_Collected data entries_
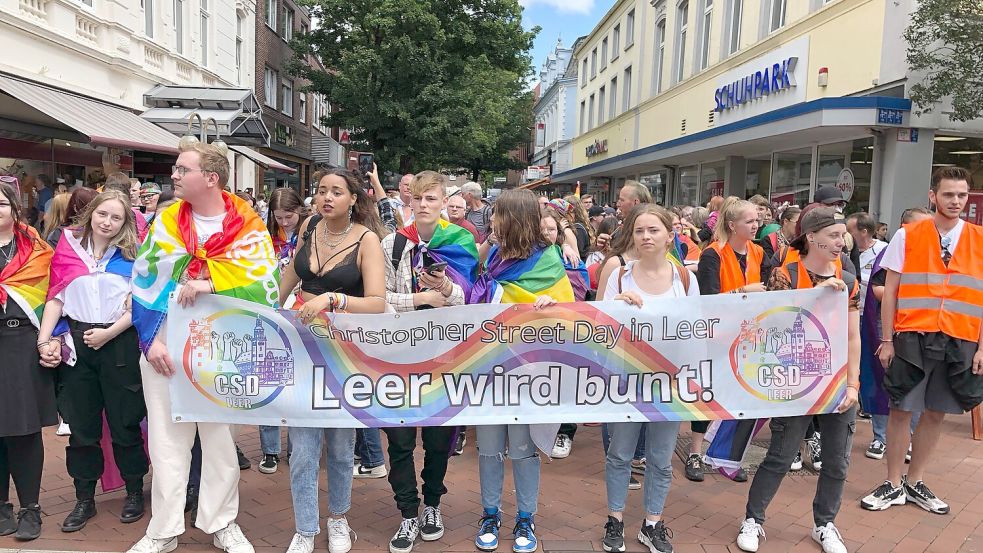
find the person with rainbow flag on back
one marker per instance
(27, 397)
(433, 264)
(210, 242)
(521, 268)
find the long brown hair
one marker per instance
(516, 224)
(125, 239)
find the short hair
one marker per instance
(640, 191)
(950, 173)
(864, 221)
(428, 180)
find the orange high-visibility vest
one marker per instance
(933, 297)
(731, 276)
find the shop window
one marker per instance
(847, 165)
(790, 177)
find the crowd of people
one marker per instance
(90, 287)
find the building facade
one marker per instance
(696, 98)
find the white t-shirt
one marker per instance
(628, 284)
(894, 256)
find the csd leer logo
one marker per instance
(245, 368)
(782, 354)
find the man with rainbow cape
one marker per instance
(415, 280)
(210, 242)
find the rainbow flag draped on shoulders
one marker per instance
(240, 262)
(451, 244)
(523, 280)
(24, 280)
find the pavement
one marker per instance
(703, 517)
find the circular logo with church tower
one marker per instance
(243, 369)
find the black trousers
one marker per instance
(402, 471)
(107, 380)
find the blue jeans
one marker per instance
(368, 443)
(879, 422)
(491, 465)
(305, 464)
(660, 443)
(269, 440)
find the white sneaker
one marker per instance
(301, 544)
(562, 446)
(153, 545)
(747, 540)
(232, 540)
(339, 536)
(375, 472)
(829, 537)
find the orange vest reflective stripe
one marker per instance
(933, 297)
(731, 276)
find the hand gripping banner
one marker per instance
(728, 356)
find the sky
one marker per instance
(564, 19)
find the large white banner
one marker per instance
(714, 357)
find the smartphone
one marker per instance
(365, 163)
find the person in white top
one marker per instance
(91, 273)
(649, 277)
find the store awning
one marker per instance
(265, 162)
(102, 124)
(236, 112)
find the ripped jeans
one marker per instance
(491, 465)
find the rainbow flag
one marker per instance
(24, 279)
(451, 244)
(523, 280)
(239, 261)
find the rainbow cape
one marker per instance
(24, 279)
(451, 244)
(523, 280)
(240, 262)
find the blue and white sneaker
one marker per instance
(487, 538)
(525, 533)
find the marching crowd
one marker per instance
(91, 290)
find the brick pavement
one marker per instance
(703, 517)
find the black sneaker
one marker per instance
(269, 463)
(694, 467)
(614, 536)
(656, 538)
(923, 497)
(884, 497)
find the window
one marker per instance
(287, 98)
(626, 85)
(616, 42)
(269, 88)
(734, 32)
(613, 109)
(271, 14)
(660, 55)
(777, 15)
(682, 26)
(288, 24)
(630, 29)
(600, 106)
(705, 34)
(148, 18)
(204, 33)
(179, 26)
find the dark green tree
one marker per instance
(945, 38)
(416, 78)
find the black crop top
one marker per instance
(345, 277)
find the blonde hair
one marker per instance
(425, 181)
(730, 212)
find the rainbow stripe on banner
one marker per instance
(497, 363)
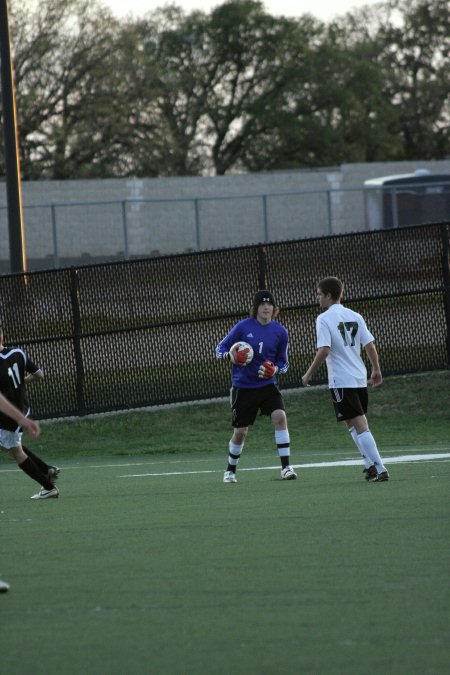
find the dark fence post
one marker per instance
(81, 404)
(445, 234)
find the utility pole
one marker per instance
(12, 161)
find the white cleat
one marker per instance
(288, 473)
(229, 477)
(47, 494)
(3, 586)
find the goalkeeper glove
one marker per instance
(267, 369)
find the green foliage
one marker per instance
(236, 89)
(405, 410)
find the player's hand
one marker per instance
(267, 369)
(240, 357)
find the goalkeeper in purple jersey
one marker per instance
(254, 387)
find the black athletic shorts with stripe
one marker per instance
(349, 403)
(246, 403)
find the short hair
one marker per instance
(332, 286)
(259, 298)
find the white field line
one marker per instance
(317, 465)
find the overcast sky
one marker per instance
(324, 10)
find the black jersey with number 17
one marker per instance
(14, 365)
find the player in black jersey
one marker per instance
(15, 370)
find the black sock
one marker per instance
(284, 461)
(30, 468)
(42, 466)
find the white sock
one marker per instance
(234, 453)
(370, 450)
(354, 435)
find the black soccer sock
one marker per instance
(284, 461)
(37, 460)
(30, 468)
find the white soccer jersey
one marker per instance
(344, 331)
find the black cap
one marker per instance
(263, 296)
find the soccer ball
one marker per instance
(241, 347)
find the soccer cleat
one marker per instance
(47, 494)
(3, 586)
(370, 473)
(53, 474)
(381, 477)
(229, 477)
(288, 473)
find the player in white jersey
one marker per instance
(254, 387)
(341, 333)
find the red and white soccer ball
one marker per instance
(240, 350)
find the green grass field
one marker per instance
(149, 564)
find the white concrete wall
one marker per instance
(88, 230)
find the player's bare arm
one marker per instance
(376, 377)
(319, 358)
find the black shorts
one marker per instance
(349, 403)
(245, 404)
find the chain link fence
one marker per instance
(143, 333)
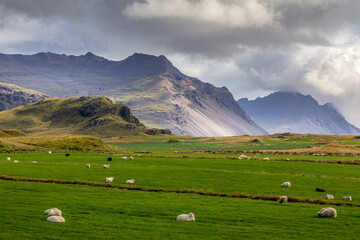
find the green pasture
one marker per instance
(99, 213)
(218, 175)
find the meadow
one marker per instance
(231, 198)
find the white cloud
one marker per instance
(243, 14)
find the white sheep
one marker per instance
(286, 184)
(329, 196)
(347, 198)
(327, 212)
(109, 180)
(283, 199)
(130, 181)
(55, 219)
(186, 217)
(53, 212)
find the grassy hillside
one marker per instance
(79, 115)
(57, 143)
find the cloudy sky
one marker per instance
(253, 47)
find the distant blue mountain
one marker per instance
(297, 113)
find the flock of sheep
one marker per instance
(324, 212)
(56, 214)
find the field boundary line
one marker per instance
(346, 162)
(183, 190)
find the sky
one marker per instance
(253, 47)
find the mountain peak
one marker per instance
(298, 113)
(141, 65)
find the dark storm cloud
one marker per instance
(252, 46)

--

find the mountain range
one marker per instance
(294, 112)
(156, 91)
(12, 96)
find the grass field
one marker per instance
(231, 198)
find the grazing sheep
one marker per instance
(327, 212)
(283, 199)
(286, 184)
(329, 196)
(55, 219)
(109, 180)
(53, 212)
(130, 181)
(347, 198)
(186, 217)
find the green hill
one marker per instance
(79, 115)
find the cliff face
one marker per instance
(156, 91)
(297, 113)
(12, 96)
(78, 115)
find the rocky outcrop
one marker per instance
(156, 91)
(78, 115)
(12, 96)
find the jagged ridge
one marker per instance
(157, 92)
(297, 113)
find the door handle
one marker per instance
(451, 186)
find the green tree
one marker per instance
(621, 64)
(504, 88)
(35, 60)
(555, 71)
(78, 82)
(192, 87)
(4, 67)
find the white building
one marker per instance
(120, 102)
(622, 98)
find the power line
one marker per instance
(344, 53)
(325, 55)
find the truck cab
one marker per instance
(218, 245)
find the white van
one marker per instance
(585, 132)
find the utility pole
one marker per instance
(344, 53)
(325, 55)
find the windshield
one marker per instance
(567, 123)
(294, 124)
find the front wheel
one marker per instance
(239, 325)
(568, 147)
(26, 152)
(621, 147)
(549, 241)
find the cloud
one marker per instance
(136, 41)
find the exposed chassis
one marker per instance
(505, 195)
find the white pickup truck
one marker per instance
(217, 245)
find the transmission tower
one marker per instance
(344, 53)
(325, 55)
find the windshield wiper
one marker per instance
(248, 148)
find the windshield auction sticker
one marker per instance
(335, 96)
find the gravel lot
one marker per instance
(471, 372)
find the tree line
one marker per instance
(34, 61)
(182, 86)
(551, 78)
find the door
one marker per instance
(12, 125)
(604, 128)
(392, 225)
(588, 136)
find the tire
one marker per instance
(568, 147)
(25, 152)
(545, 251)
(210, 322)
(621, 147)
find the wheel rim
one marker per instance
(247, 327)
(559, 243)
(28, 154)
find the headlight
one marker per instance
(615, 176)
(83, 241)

_EXERCISE GOAL_
Tell how many lines in the data include the string "sheep". Reply with the number and no other text.

_TASK OUTPUT_
3